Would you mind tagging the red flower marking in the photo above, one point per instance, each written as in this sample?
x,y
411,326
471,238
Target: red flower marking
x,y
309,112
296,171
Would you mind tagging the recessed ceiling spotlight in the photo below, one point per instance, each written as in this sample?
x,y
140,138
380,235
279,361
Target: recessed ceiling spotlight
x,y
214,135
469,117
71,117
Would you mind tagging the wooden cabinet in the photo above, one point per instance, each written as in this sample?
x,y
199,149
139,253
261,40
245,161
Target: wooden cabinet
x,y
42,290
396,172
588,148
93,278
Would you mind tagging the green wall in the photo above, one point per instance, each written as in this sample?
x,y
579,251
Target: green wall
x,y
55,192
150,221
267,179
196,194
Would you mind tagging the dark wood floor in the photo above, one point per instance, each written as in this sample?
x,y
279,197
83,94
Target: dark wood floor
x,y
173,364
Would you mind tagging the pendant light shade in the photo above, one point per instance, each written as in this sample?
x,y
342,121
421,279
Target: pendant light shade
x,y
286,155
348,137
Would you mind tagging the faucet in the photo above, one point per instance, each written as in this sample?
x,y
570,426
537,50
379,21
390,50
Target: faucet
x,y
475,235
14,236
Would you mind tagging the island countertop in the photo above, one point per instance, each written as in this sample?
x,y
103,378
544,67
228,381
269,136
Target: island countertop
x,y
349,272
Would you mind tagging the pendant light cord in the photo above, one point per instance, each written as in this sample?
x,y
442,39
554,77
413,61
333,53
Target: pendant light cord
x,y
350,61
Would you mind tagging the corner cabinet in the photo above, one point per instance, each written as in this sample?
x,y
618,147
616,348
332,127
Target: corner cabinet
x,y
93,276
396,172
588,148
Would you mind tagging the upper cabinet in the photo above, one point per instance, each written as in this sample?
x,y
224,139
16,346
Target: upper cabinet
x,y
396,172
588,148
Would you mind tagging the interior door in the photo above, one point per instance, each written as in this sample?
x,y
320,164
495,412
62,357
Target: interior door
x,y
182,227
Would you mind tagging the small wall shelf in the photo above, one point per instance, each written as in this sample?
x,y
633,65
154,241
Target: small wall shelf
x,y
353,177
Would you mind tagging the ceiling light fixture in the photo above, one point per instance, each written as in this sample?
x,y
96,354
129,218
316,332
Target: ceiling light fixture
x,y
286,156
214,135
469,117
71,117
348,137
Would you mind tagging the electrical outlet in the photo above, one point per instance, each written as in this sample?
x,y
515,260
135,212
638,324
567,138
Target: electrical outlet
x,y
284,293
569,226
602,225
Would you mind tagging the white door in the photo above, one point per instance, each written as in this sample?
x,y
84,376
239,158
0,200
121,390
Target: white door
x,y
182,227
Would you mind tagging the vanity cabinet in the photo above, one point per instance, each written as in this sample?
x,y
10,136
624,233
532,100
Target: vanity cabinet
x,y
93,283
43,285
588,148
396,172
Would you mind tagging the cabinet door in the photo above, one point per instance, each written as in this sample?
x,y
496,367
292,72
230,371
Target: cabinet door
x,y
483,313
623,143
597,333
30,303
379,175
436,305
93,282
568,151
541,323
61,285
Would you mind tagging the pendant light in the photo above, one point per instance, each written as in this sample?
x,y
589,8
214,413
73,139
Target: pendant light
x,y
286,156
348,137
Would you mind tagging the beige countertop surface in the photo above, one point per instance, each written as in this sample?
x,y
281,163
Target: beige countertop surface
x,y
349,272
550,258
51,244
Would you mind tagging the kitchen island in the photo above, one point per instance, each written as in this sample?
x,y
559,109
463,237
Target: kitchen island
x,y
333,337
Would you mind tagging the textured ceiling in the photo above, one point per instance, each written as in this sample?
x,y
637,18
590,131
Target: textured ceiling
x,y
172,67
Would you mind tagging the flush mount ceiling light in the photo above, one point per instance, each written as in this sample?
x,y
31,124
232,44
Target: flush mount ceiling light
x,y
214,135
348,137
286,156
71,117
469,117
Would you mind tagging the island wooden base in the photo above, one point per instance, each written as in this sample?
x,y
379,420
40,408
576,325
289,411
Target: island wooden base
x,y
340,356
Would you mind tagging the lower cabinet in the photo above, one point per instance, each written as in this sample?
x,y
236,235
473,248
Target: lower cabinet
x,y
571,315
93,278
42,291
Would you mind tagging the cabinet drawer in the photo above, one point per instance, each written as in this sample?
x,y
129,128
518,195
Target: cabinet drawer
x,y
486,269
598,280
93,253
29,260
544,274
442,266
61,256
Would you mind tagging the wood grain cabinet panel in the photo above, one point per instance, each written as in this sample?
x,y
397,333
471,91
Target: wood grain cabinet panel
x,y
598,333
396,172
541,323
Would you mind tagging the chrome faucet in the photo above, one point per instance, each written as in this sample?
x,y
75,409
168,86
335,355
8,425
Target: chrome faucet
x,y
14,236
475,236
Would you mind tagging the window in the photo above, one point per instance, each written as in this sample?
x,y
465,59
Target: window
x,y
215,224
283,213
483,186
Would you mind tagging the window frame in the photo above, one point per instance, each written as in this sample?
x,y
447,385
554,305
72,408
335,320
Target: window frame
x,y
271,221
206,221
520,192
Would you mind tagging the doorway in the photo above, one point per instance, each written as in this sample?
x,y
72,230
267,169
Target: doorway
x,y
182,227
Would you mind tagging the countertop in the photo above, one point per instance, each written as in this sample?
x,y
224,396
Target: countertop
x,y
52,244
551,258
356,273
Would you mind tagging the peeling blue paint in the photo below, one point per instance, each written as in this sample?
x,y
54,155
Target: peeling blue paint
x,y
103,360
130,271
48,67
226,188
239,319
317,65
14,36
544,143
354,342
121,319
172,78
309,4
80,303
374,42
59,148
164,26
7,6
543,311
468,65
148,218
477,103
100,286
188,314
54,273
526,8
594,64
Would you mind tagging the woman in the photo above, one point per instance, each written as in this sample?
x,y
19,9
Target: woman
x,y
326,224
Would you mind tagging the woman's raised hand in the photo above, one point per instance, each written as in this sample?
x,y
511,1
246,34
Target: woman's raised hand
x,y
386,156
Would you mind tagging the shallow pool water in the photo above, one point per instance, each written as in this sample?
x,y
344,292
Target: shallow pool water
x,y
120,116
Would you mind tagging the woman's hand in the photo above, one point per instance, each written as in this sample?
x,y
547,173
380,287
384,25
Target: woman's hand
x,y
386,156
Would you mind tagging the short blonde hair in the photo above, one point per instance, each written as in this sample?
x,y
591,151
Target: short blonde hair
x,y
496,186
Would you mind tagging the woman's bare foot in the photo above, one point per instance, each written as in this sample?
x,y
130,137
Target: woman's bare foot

===

**Request:** Exactly reproduce the lines beginning with the one that contains "Would you mind tagging the chrome" and ending with the last line of the material, both included. Leave out everything else.

**Result:**
Would you mind tagging the chrome faucet in the photo above, one point per instance, each written as in this sample?
x,y
75,409
168,86
335,355
8,425
Target: chrome faucet
x,y
14,236
475,236
Would you mind tagging the window in the photo above, one point per instance, each written as in this sample?
x,y
465,59
Target: window
x,y
215,224
283,213
483,186
Would you mind tagging the window frame in the photo above, one point per instance, each written as in this sample?
x,y
447,385
554,305
72,408
335,320
Target: window frame
x,y
271,221
206,221
520,192
Would you mind tagging the doorway in the photo above, one point per instance, each written as in this sample?
x,y
72,230
267,169
Target: doorway
x,y
182,227
Would you mind tagging the countertop in the photo above, one point per instance, each written as in this sample?
x,y
224,396
Target: countertop
x,y
52,244
551,258
356,273
Would you mind tagging the peeling blue paint in the photo below, one point per instance, each written as in this sample?
x,y
54,155
Target: peeling blue paint
x,y
103,360
130,271
48,67
226,188
239,319
317,65
14,36
544,143
354,342
121,319
172,78
309,4
80,303
374,42
59,148
164,26
7,6
543,311
468,65
148,218
477,103
100,286
188,314
54,273
526,8
594,64
Would you mind tagging the woman in the photo above, one point per instance, each written as in this sample?
x,y
19,9
Target: woman
x,y
326,224
Would you mind tagging the woman's raised hand in the photo above, one point per instance, each written as in this sample?
x,y
511,1
246,34
Target: woman's raised hand
x,y
386,156
Would you mind tagging the shallow pool water in the photo above, one point per instance, each written as in this sample?
x,y
344,292
Target: shallow pool water
x,y
120,116
Would you mind tagging the woman's hand in the photo above, one point per instance, each written as in this sample?
x,y
547,173
380,287
384,25
Target: woman's hand
x,y
386,156
Would you mind tagging the short blonde hair in the photo above, one point per instance, each written as in this sample?
x,y
591,151
Target: short blonde hair
x,y
496,186
Would you mind tagging the woman's bare foot in the photo above, one point per instance, each written as in this sample?
x,y
130,137
Target: woman's bare foot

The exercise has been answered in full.